● **Exercice**: Recopiez mot pour mot l'intégralité du texte sur la culture belge qui figure plus bas.

● **Texte source**:
☆ ☆ ☆

Où commence, où finit la
culture belge ? Question difficile, qui se relie à celle de l’identité, tout
aussi complexe et qui se divise elle-même, s’écartèle, se rassemble et évolue
toujours.
L’interrogation serre de près ce que l’on appelle la belgitude,
concept « en creux » qui pourtant revêt un sens réel et non
artificiel, comme certains le pensent. Là encore, quelle amplitude et quelle finitude donner à ce problème ?
Dans son introduction à ce siècle de l’art belge, l’auteur qui aborde les
étapes de son parcours, écrit que « tirant pleinement parti de ce statut
d’entre deux que l’histoire lui avait assigné, la culture belge se façonne à
partir [d’un] découpage ». La Belgique se forge et s’irrigue autour de
cinq pôles, dit-il, qu’il faut se garder ici de hiérarchiser et d’opposer. S’ils
sont bien sûr économiques, ils sont aussi sociaux et par extension, culturels. Les
deux régions fondatrices, la Flandre avec Gand et Anvers - Bruges, jadis
immense foyer d’art, s’y rattache - et la Wallonie se partagent le pays.
Bruxelles héritant de l’histoire ses pouvoirs, serait un arbitre placé
« au centre des débats », mais curieusement « objet de
rejet ».
Dans ce parcours
esthétique, les jalons se suivent sans se confondre. Placée comme elle est à la
charnière de tous les courants européens, la Belgique accueille les influences,
les filtre au travers de la critique, les transforme, les adapte, les prolonge,
en tire un art propre, sui generis. Les noms sonnent comme s’imposent des
marques dans la mémoire, authentiques, nationaux en quelque sorte et aussitôt
internationaux, et signent cette indépendance d’esprit qui assure la pérennité.

☆ ☆ ☆

(Données d'annotation de points sur photos)
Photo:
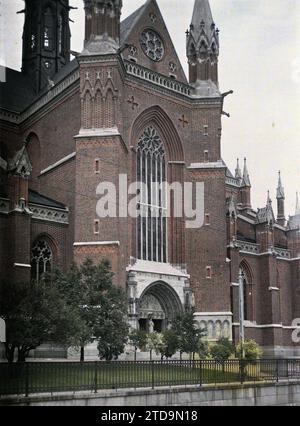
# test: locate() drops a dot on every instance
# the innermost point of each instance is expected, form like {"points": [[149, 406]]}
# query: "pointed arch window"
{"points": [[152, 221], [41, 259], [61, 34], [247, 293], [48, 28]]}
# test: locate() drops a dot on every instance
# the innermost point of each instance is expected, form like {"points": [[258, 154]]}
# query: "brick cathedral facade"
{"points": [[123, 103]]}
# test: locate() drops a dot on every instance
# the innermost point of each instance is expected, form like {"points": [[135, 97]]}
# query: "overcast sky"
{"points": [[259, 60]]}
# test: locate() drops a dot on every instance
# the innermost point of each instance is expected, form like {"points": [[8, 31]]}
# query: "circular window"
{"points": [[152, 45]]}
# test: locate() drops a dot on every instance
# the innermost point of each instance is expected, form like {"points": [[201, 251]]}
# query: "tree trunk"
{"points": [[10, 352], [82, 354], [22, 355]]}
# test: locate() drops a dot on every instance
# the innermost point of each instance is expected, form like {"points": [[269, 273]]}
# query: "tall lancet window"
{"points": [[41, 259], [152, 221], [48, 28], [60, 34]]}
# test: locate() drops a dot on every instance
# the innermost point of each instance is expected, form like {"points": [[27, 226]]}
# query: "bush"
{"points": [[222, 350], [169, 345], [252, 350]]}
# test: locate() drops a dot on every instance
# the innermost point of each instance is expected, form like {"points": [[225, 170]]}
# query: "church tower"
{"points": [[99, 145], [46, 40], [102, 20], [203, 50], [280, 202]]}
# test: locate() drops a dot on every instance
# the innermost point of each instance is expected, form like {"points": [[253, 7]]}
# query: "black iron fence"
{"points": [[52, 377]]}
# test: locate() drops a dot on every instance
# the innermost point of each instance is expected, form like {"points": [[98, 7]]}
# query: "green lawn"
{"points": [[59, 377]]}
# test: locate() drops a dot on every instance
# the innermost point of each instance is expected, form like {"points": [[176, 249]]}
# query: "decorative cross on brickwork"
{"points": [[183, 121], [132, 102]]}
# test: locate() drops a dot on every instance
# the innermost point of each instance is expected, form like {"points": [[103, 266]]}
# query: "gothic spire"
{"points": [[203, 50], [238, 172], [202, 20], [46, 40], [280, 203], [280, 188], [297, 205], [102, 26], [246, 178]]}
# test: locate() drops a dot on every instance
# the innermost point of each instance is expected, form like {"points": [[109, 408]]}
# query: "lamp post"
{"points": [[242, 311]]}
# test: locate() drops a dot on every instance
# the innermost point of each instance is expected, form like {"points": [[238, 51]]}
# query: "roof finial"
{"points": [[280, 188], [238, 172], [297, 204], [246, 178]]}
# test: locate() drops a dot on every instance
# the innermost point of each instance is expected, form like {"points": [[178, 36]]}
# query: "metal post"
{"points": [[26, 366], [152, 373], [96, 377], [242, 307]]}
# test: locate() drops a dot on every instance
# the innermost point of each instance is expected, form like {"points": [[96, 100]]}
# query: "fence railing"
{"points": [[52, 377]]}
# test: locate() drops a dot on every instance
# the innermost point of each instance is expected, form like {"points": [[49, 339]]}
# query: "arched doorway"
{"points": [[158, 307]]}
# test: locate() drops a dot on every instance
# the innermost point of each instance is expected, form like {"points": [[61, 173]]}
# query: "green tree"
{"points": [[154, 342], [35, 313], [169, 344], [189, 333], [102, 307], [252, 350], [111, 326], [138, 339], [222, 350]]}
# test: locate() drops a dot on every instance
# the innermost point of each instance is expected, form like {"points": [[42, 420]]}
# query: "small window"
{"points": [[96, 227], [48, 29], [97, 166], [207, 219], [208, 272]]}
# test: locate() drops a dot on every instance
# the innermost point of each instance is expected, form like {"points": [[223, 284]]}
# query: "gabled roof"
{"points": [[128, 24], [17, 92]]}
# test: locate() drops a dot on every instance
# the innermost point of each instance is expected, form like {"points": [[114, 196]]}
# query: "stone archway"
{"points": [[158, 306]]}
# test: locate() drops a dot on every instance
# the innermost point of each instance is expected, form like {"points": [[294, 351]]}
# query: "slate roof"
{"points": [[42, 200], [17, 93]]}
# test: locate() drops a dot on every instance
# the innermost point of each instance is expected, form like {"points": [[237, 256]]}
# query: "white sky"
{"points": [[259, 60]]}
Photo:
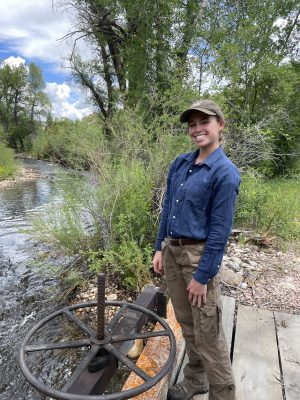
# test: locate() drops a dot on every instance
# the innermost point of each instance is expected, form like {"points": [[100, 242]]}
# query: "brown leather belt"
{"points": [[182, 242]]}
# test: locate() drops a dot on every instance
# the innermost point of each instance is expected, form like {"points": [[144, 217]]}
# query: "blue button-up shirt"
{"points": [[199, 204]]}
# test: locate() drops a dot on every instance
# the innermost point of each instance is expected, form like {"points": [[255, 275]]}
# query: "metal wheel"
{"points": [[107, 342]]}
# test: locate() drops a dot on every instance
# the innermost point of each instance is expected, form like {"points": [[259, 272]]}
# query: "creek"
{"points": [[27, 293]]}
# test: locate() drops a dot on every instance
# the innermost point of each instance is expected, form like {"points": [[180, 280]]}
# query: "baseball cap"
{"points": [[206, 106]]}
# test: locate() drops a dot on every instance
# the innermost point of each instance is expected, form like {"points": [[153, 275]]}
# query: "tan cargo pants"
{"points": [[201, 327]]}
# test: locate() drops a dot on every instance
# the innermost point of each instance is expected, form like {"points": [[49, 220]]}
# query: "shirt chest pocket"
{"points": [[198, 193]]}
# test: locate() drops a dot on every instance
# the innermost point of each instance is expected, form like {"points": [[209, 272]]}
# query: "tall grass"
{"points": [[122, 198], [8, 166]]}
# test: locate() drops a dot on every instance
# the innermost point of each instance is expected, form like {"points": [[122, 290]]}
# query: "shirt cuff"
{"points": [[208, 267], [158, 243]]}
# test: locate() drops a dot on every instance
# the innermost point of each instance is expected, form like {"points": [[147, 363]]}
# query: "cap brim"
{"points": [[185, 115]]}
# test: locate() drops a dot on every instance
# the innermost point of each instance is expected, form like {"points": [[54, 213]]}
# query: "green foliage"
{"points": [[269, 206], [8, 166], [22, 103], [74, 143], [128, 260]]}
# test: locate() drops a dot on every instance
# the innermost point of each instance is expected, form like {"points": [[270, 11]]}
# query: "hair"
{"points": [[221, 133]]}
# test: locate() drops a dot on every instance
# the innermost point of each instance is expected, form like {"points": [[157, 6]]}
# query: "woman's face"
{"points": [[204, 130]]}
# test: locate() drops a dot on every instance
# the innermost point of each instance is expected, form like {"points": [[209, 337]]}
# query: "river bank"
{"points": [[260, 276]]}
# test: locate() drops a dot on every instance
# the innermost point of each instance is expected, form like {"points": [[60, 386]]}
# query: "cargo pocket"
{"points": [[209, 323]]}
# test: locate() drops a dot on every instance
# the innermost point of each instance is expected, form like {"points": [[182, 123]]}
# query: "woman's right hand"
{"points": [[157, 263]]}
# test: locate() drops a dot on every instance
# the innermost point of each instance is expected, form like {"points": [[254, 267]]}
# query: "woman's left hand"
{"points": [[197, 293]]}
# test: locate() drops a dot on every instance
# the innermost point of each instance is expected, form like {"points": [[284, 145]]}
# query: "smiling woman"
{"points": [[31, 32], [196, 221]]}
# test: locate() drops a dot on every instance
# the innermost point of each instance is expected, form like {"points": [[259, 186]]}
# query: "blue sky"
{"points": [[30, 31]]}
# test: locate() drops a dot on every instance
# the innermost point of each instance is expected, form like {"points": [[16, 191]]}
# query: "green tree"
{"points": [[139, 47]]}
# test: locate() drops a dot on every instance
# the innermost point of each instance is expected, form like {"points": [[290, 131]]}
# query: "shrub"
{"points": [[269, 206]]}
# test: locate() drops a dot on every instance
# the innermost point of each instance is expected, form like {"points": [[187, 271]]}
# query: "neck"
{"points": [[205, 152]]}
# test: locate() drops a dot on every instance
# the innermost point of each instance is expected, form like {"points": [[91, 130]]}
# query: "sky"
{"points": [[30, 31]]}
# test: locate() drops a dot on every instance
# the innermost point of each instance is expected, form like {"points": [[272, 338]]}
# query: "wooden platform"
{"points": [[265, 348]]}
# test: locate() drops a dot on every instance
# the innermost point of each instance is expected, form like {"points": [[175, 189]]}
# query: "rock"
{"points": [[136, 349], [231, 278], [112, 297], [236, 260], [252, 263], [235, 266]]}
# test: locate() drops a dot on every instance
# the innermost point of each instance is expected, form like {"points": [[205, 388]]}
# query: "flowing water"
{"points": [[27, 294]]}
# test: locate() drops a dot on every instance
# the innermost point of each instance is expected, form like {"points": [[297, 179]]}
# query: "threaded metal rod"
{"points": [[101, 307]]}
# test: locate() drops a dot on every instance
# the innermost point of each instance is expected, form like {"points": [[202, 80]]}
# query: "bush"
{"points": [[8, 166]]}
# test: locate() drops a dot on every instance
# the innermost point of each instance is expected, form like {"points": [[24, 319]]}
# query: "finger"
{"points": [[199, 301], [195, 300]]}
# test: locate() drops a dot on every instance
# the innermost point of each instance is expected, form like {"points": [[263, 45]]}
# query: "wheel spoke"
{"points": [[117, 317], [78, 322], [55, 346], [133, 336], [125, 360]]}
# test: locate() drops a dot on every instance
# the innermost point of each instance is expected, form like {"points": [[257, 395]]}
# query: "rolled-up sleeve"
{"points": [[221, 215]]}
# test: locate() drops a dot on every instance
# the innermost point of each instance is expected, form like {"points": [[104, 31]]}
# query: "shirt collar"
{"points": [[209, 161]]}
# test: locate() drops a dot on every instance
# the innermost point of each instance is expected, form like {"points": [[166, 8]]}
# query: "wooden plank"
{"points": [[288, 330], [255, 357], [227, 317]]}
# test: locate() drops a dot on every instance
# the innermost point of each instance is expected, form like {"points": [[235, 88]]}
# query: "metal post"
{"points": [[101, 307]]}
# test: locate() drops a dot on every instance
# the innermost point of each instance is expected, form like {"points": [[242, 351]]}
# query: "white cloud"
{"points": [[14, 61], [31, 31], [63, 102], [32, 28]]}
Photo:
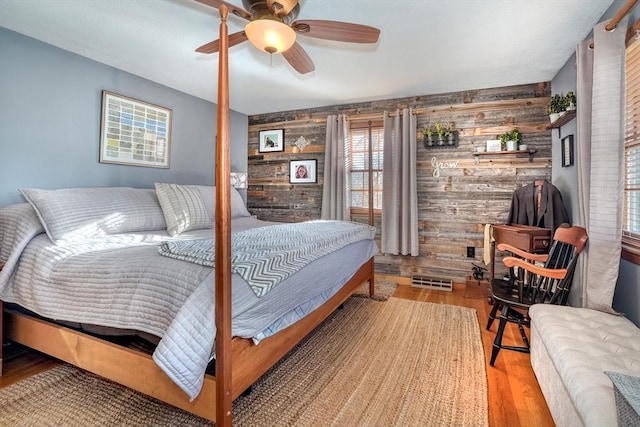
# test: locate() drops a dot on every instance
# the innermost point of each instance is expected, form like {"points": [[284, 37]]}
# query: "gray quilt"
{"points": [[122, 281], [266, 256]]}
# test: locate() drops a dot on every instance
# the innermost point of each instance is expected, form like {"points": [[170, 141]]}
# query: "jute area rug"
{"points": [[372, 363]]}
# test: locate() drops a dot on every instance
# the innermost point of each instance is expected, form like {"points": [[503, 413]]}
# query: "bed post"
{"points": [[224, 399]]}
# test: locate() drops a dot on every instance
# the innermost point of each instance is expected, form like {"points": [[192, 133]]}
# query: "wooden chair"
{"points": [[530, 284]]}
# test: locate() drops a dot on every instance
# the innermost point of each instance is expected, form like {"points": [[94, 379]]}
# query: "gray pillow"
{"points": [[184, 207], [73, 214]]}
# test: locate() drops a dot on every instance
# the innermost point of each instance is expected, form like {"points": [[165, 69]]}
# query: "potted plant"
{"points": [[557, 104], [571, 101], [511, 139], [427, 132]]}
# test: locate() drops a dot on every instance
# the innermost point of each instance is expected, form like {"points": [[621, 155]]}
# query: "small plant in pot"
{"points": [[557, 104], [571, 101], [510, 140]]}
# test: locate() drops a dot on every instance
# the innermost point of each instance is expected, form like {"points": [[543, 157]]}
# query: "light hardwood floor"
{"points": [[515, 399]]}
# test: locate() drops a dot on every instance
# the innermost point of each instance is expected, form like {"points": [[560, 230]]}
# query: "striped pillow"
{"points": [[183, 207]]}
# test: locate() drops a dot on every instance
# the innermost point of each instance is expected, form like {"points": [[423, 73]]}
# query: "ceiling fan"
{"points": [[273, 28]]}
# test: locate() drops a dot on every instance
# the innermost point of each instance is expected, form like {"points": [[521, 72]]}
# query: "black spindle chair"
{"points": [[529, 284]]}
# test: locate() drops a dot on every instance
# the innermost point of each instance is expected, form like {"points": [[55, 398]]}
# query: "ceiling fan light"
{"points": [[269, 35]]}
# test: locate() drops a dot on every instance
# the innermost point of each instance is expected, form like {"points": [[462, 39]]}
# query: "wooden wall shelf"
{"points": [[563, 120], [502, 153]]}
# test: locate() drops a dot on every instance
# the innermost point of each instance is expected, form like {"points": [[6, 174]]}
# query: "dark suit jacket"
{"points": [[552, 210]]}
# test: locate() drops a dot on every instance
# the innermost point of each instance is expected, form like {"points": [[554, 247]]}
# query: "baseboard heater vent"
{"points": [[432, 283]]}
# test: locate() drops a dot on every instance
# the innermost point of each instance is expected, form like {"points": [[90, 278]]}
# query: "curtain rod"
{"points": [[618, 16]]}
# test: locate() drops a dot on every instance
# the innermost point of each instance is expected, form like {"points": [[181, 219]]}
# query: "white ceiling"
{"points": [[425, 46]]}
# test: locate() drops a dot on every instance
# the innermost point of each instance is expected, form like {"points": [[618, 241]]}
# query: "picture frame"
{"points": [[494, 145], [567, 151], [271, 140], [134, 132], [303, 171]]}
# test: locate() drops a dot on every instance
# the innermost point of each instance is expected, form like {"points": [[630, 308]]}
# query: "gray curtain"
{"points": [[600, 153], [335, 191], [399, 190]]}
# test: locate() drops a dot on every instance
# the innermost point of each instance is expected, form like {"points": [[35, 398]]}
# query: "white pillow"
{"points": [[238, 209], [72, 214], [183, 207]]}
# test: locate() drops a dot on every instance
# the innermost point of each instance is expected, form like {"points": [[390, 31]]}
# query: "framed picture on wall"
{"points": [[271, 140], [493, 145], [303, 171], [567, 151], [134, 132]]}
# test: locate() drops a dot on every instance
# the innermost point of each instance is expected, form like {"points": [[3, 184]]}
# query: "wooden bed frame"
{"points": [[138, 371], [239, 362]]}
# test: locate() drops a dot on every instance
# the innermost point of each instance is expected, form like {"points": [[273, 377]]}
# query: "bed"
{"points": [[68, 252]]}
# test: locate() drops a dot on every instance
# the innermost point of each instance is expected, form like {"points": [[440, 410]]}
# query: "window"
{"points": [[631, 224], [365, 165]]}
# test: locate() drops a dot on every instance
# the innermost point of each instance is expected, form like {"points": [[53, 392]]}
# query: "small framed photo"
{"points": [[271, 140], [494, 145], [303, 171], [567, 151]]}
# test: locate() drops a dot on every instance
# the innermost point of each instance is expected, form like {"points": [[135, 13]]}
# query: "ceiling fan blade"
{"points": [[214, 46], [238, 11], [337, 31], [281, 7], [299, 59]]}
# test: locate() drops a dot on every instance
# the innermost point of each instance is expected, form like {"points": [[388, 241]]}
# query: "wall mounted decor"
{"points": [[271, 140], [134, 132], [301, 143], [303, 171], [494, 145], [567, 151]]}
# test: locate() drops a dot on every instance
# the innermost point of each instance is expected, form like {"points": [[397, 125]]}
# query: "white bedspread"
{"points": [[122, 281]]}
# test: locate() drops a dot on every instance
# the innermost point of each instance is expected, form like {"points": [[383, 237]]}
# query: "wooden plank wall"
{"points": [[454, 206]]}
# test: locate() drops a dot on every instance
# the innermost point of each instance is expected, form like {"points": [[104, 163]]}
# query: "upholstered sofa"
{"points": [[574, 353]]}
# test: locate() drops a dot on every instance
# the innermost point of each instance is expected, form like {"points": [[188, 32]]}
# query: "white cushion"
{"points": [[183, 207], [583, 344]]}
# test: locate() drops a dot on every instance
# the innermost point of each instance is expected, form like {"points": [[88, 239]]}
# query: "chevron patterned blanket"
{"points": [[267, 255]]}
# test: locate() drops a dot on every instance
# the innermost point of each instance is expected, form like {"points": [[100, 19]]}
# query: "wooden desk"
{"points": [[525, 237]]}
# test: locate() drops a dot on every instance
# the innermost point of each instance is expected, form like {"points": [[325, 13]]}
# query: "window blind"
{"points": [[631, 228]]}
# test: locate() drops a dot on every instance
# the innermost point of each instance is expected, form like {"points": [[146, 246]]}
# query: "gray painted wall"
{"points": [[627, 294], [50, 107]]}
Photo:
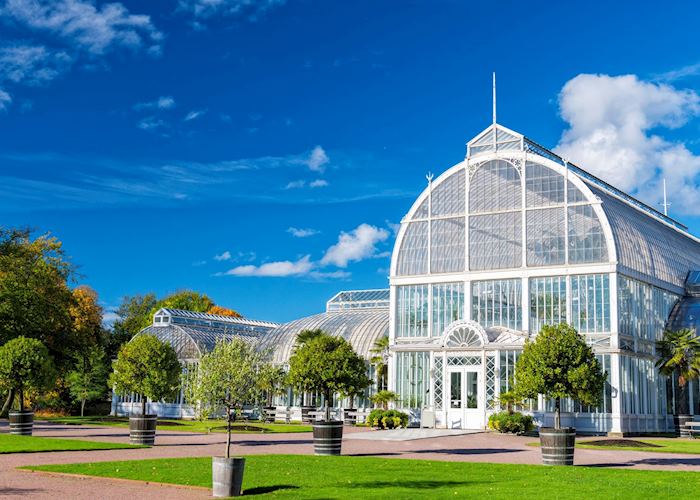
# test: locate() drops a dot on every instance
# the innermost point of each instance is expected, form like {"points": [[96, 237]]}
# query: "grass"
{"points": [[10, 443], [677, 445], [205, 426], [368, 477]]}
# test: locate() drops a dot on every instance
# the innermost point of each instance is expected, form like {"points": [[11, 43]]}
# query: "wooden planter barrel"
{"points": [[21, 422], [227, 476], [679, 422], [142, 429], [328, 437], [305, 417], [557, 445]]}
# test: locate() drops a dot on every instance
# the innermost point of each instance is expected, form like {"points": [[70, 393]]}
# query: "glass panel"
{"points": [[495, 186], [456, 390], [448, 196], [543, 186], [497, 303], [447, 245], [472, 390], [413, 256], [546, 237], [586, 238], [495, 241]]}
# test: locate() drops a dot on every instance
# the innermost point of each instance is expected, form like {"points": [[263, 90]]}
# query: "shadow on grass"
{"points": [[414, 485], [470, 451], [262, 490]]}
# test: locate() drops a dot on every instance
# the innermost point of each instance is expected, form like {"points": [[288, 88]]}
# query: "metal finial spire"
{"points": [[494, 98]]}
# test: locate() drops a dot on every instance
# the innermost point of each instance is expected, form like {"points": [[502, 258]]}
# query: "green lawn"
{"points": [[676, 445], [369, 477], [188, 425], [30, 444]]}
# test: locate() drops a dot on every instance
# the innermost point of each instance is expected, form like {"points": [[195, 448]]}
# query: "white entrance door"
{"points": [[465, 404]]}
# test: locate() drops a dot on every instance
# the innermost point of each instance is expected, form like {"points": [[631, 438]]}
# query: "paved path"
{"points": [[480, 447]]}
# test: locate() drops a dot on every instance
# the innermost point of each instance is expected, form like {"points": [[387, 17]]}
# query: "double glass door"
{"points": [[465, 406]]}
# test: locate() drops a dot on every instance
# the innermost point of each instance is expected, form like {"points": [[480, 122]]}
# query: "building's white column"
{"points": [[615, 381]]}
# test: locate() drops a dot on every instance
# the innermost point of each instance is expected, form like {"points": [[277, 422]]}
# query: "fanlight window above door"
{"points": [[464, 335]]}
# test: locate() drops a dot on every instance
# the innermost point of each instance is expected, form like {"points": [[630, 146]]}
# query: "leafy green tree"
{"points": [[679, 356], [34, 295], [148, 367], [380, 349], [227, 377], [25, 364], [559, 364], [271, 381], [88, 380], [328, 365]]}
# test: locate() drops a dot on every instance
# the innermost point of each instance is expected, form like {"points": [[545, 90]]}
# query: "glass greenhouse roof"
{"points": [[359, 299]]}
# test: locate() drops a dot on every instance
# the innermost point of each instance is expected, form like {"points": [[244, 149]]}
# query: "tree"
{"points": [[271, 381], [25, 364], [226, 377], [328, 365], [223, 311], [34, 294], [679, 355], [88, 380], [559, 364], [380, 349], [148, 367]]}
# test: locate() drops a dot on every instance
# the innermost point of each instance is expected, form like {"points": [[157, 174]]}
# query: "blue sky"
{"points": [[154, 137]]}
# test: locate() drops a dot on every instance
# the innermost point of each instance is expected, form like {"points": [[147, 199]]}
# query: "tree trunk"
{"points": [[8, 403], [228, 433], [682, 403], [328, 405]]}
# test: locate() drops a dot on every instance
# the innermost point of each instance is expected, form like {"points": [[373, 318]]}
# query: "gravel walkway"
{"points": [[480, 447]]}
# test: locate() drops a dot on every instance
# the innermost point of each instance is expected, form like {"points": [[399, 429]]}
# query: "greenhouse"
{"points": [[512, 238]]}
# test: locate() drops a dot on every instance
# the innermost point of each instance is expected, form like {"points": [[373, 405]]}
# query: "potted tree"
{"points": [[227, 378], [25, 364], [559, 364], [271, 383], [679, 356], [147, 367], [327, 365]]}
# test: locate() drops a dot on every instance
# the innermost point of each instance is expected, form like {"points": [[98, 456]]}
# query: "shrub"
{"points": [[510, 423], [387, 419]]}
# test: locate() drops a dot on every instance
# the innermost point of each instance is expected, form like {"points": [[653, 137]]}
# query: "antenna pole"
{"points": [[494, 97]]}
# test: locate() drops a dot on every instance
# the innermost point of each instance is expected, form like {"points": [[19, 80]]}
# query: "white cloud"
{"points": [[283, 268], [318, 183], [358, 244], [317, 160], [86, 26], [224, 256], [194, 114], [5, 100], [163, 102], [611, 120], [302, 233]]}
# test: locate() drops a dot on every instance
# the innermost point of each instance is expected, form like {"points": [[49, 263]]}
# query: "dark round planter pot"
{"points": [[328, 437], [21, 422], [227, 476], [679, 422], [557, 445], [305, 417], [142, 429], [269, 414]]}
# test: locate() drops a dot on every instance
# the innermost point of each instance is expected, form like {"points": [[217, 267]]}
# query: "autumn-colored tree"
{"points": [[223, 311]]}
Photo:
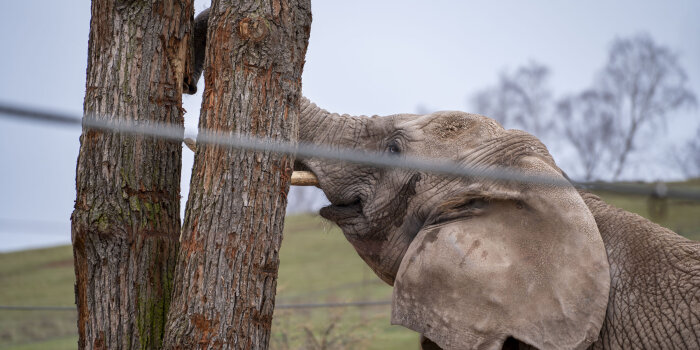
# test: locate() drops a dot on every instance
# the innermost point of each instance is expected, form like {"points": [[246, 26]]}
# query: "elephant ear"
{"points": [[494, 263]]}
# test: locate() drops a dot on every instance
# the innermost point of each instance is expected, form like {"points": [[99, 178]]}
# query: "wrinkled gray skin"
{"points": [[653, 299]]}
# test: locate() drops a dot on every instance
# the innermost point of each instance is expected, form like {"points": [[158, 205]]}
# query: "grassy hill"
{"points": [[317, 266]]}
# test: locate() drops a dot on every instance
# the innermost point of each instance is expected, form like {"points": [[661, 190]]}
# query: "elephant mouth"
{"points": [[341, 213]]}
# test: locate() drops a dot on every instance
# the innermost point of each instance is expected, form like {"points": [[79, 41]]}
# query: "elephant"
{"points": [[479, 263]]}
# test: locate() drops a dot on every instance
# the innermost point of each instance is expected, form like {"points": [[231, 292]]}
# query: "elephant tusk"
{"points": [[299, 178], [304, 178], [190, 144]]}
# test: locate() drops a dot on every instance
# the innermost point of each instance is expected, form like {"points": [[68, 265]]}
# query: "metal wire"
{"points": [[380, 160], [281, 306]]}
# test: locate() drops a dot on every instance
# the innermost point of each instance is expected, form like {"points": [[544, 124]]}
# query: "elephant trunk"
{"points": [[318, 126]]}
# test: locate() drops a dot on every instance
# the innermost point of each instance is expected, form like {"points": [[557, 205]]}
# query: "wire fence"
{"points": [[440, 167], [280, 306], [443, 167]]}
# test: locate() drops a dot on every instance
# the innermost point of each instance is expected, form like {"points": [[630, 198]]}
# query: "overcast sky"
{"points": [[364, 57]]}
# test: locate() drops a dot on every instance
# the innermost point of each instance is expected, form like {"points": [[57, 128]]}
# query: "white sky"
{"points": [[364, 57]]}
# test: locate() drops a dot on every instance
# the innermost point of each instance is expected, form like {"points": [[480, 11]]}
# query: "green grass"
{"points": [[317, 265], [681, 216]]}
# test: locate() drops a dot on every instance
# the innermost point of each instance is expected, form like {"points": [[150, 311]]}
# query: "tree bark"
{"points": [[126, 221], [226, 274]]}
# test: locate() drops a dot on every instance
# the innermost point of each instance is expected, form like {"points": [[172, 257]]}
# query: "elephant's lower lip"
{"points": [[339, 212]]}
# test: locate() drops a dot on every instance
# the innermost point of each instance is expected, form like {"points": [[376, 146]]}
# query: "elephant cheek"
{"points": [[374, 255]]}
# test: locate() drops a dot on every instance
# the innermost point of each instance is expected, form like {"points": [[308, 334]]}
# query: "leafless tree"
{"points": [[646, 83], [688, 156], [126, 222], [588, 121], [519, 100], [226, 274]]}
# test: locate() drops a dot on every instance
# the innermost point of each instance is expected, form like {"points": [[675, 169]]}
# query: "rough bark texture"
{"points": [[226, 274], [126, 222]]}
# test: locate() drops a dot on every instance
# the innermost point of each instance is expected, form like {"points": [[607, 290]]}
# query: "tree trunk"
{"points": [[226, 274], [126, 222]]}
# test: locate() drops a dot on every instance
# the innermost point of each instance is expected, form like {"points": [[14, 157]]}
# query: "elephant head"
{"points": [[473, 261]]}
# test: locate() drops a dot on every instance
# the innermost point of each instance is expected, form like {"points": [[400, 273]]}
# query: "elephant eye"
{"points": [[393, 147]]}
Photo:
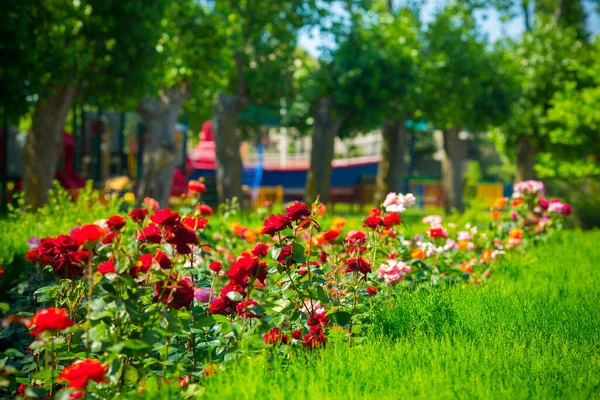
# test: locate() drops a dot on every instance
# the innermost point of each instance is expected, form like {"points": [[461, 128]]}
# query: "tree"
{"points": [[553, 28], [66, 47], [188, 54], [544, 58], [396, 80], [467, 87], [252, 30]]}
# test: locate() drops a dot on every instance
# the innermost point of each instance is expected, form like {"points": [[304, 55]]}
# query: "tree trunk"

☆ ☆ ☆

● **Réponse**:
Où commence, où finit la
culture belge ? Question difficile, qui se relie à celle de l’identité, tout
aussi complexe et qui se divise elle-même, s’écartèle, se rassemble et évolue
toujours.
L’interrogation serre de près ce que l’on appelle la belgitude,
concept « en creux » qui pourtant revêt un sens réel et non
artificiel, comme certains le pensent. Là encore, quelle amplitude et quelle finitude donner à ce problème ?
Dans son introduction à ce siècle de l’art belge, l’auteur qui aborde les
étapes de son parcours, écrit que « tirant pleinement parti de ce statut
d’entre deux que l’histoire lui avait assigné, la culture belge se façonne à
partir [d’un] découpage ». La Belgique se forge et s’irrigue autour de
cinq pôles, dit-il, qu’il faut se garder ici de hiérarchiser et d’opposer. S’ils
sont bien sûr économiques, ils sont aussi sociaux et par extension, culturels. Les
deux régions fondatrices, la Flandre avec Gand et Anvers - Bruges, jadis
immense foyer d’art, s’y rattache - et la Wallonie se partagent le pays.
Bruxelles héritant de l’histoire ses pouvoirs, serait un arbitre placé
« au centre des débats », mais curieusement « objet de
rejet ».
Dans ce parcours
esthétique, les jalons se suivent sans se confondre. Placée comme elle est à la
charnière de tous les courants européens, la Belgique accueille les influences,
les filtre au travers de la critique, les transforme, les adapte, les prolonge,
en tire un art propre, sui generis. Les noms sonnent comme s’imposent des
marques dans la mémoire, authentiques, nationaux en quelque sorte et aussitôt
internationaux, et signent cette indépendance d’esprit qui assure la pérennité.